___ Working data ___
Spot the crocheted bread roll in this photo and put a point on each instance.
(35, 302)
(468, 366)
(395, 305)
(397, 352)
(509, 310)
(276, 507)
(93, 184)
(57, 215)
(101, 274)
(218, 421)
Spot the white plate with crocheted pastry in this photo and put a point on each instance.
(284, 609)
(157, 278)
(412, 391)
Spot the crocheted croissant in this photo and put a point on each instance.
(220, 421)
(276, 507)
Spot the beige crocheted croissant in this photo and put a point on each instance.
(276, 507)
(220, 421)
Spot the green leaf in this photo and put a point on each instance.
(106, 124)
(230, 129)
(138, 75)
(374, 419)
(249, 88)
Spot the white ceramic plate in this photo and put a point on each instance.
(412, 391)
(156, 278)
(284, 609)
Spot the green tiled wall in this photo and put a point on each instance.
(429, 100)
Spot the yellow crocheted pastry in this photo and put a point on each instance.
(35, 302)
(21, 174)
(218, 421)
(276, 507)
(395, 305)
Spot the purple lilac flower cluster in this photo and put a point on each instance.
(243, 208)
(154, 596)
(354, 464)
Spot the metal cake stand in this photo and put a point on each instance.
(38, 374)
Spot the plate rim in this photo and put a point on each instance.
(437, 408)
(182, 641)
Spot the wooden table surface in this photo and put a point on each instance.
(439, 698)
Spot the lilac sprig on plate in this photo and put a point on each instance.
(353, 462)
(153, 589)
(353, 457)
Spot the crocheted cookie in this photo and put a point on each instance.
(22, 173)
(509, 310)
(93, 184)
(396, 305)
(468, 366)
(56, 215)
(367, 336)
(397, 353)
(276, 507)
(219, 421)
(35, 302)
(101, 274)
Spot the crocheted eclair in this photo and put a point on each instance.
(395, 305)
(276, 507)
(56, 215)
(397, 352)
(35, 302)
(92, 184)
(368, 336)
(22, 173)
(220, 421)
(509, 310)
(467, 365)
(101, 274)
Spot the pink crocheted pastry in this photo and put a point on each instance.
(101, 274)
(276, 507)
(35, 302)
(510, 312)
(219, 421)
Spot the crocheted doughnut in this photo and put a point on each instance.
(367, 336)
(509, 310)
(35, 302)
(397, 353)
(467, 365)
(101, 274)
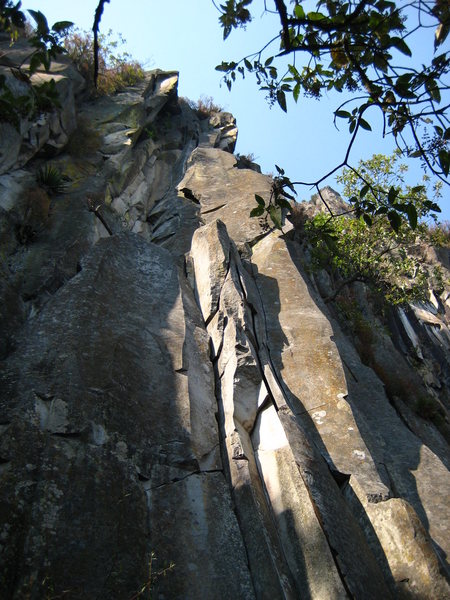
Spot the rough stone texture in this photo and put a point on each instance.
(67, 444)
(175, 397)
(18, 145)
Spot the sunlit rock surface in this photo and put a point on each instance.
(181, 414)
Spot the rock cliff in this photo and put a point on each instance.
(182, 416)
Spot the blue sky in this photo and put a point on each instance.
(184, 35)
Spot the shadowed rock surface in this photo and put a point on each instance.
(181, 415)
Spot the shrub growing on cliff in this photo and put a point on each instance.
(364, 48)
(116, 70)
(386, 255)
(205, 106)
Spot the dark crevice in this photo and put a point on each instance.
(67, 434)
(189, 195)
(217, 308)
(178, 479)
(207, 212)
(163, 238)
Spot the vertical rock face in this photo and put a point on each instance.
(180, 414)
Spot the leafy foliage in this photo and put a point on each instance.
(205, 106)
(47, 45)
(278, 201)
(386, 255)
(402, 201)
(359, 47)
(51, 180)
(116, 70)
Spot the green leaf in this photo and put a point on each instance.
(363, 191)
(401, 45)
(444, 161)
(275, 216)
(368, 219)
(283, 203)
(281, 97)
(412, 215)
(315, 16)
(299, 12)
(343, 114)
(392, 194)
(395, 220)
(41, 21)
(62, 26)
(258, 211)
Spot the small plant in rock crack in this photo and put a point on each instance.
(51, 180)
(153, 575)
(279, 200)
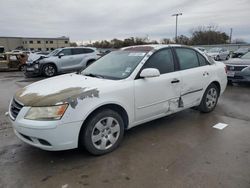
___
#### [Instructions for the task]
Copy out every one of the records above with "put a point on" replaced by "mark" throughout, changing nothing else. Omit the pictures.

#### [Response for this exercise]
Spot the crocheted bread roll in this photo and mark each instance.
(35, 302)
(468, 366)
(395, 305)
(397, 352)
(509, 310)
(276, 507)
(93, 184)
(57, 215)
(101, 274)
(218, 421)
Spot the white plate with crocheted pastry in this photo and mark each instance.
(284, 609)
(157, 278)
(412, 391)
Spot the crocheted croissant in this photo and mark each instance.
(220, 421)
(276, 507)
Spot the beige crocheted croissant in this photo and mark each instance.
(276, 507)
(220, 421)
Spot the green leaf in this photo and mark each instance.
(106, 124)
(230, 129)
(138, 75)
(374, 419)
(249, 88)
Spot the white ceramic plate in this photo and mark each instance.
(412, 391)
(156, 278)
(284, 609)
Spot the green tiled wall in this photo and mark each instance.
(429, 100)
Spot the yellow crocheted pastry in this photo and mark each instance.
(35, 302)
(21, 174)
(218, 421)
(276, 507)
(395, 305)
Spot the purple lilac flower cluster in this photo and mark each instance.
(243, 208)
(154, 596)
(354, 464)
Spot the metal cake stand in this photo and mark each instance.
(38, 374)
Spot the plate rim in this photo and mark each instance.
(437, 408)
(182, 641)
Spot the wooden table surface in this photo and mark each instance.
(439, 698)
Spot the lilac sprig on plate in this photo and mark each instance.
(353, 462)
(153, 589)
(353, 457)
Spot the crocheted cookie in this photo and mark each instance.
(22, 173)
(509, 310)
(93, 184)
(396, 305)
(468, 366)
(56, 215)
(367, 336)
(397, 353)
(276, 507)
(219, 421)
(35, 302)
(101, 274)
Spot the crocheted eclair in this photo and mark each instance.
(395, 305)
(276, 507)
(56, 215)
(397, 352)
(35, 302)
(92, 184)
(368, 336)
(22, 173)
(220, 421)
(509, 310)
(467, 365)
(101, 274)
Spot the pink crocheted pastry in this photo and mark each instance.
(101, 274)
(276, 507)
(35, 302)
(510, 312)
(219, 421)
Spot the crocheted doughnut in this photo and mark each instance.
(367, 336)
(509, 310)
(35, 302)
(397, 353)
(467, 365)
(101, 274)
Spot the rough stone texture in this photo and mark each instance.
(67, 444)
(175, 397)
(18, 145)
Spot the sunlit rock surface in this photo and mark each instance.
(181, 414)
Spot the rock cliff in this photo and mark each instance.
(182, 416)
Spot the blue sky in this photo and mark each instance.
(184, 35)
Spot the shadowed rock surface in this photo and mark each instance.
(181, 415)
Spot the shrub growing on cliff in this photo and mark each instance.
(364, 48)
(116, 70)
(386, 255)
(205, 106)
Spot the dark crevice in this photo and mark each instance.
(67, 434)
(189, 195)
(217, 308)
(178, 479)
(207, 212)
(163, 238)
Spot the vertical rock face in this photo and mark each instance.
(180, 414)
Spot the leafy foliage in this photo and mark each instance.
(205, 106)
(47, 45)
(278, 201)
(386, 255)
(402, 201)
(359, 47)
(51, 180)
(116, 70)
Spot the green leaf in this photo and mark each instance.
(363, 191)
(401, 45)
(444, 161)
(275, 216)
(368, 219)
(283, 203)
(281, 97)
(412, 215)
(315, 16)
(299, 12)
(343, 114)
(392, 194)
(395, 220)
(41, 21)
(62, 26)
(258, 211)
Spot the small plant in rock crack in this photo and mark each instance.
(51, 180)
(153, 575)
(279, 200)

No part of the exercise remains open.